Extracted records
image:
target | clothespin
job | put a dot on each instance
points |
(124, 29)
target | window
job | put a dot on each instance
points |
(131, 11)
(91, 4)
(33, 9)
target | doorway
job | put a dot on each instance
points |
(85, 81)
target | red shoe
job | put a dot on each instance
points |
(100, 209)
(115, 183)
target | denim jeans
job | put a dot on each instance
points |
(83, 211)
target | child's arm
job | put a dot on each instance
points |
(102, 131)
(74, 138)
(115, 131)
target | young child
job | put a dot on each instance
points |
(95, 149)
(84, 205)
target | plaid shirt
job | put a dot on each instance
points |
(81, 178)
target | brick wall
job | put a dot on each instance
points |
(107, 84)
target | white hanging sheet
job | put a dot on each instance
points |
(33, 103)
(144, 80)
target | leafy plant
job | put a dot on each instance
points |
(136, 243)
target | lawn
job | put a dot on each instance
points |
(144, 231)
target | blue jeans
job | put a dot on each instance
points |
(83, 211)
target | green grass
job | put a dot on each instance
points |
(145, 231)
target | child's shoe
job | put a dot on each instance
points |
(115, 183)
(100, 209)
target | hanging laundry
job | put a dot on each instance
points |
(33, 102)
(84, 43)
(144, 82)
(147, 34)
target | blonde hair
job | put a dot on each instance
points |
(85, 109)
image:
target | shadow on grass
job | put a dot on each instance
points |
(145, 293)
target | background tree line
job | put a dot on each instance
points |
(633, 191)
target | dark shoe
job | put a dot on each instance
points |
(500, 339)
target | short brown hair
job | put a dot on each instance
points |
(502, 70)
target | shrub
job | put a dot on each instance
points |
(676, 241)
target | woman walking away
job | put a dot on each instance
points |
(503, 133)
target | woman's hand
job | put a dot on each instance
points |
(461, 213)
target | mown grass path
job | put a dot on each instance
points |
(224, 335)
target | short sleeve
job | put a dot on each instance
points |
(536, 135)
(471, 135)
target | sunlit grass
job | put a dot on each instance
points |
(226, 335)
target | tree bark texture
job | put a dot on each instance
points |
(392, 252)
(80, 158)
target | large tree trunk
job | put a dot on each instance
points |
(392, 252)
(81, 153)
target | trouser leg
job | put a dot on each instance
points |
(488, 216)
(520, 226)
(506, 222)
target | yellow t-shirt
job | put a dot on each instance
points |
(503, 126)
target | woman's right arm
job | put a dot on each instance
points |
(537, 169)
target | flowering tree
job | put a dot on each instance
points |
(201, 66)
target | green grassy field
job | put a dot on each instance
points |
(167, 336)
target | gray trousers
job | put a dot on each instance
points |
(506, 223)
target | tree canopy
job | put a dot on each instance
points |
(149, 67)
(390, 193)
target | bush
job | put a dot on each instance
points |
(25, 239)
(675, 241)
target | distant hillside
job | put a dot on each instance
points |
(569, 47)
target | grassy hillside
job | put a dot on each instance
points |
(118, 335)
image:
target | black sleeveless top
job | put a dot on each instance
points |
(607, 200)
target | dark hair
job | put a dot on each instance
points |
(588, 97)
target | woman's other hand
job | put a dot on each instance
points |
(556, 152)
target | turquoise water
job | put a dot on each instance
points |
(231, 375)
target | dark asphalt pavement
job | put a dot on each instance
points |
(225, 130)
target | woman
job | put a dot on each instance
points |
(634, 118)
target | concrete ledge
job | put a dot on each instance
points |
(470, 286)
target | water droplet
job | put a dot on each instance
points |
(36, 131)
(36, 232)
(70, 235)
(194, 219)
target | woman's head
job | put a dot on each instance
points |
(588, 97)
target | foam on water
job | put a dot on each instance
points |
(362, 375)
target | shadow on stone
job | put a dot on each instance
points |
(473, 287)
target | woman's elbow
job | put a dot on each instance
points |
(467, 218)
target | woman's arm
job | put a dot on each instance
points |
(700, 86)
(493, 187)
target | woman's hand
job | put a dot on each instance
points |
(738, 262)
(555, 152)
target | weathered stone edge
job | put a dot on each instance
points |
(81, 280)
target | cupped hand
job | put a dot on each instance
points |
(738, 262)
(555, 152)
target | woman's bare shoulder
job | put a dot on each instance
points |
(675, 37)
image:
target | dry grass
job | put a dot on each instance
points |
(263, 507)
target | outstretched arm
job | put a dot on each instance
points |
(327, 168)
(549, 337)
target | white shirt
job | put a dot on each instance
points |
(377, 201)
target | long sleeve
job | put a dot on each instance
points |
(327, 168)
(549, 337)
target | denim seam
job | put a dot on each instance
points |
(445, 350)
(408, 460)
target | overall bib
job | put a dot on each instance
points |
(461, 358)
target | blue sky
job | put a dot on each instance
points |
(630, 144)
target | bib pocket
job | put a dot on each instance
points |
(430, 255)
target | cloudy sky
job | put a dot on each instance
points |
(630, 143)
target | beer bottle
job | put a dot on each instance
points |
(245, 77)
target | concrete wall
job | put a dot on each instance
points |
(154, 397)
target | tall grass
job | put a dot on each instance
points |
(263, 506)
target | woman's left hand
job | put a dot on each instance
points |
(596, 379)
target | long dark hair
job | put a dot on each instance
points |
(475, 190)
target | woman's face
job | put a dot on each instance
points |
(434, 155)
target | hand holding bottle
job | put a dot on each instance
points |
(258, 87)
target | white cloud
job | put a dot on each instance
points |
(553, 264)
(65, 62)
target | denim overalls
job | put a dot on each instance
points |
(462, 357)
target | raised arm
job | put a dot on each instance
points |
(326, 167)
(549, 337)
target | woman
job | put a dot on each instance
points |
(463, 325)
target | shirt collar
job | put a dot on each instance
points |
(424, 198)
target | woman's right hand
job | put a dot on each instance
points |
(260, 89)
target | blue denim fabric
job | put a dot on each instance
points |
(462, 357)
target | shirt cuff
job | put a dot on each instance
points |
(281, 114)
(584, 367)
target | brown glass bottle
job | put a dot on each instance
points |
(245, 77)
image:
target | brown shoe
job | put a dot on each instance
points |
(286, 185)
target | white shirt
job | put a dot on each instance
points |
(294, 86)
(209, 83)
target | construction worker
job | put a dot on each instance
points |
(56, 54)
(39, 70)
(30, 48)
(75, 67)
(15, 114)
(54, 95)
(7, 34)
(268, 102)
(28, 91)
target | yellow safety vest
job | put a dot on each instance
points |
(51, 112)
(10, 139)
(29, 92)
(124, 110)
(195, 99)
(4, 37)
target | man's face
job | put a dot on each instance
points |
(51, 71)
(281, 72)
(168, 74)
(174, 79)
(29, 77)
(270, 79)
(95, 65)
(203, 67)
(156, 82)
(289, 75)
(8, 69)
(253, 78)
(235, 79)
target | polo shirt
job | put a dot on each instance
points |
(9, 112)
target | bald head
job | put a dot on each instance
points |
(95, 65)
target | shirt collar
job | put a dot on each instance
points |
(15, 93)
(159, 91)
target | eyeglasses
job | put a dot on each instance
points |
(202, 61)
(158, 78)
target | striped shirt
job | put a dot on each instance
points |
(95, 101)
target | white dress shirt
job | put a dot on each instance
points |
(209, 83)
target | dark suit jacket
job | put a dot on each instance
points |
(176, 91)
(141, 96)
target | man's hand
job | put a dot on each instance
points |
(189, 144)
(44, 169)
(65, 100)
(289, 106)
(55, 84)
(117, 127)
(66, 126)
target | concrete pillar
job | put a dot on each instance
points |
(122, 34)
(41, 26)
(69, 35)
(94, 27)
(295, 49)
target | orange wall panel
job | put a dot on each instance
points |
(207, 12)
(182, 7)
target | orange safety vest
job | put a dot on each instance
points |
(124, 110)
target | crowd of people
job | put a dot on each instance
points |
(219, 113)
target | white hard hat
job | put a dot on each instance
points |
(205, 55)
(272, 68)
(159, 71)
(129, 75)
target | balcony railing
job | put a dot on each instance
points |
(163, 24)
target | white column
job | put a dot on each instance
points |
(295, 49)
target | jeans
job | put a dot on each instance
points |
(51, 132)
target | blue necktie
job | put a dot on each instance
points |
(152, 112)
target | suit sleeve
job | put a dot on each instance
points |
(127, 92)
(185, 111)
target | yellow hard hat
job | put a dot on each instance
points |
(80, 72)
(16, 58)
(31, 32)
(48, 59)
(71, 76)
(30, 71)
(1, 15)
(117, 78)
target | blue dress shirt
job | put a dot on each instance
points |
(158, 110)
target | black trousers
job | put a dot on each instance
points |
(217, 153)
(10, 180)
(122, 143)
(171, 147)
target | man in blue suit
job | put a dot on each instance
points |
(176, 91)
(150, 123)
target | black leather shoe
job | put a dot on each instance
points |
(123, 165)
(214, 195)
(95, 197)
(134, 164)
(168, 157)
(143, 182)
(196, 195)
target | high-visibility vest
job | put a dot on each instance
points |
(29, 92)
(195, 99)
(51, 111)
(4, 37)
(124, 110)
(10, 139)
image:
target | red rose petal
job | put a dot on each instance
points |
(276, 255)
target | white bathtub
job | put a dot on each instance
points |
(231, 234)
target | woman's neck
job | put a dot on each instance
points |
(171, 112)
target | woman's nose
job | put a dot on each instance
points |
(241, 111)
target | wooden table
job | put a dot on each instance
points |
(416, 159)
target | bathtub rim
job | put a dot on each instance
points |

### [Aim of the task]
For each line above that includes "denim", make a copy.

### [Solution to the exercise]
target | denim jeans
target | denim seam
target | denim overalls
target | blue denim fabric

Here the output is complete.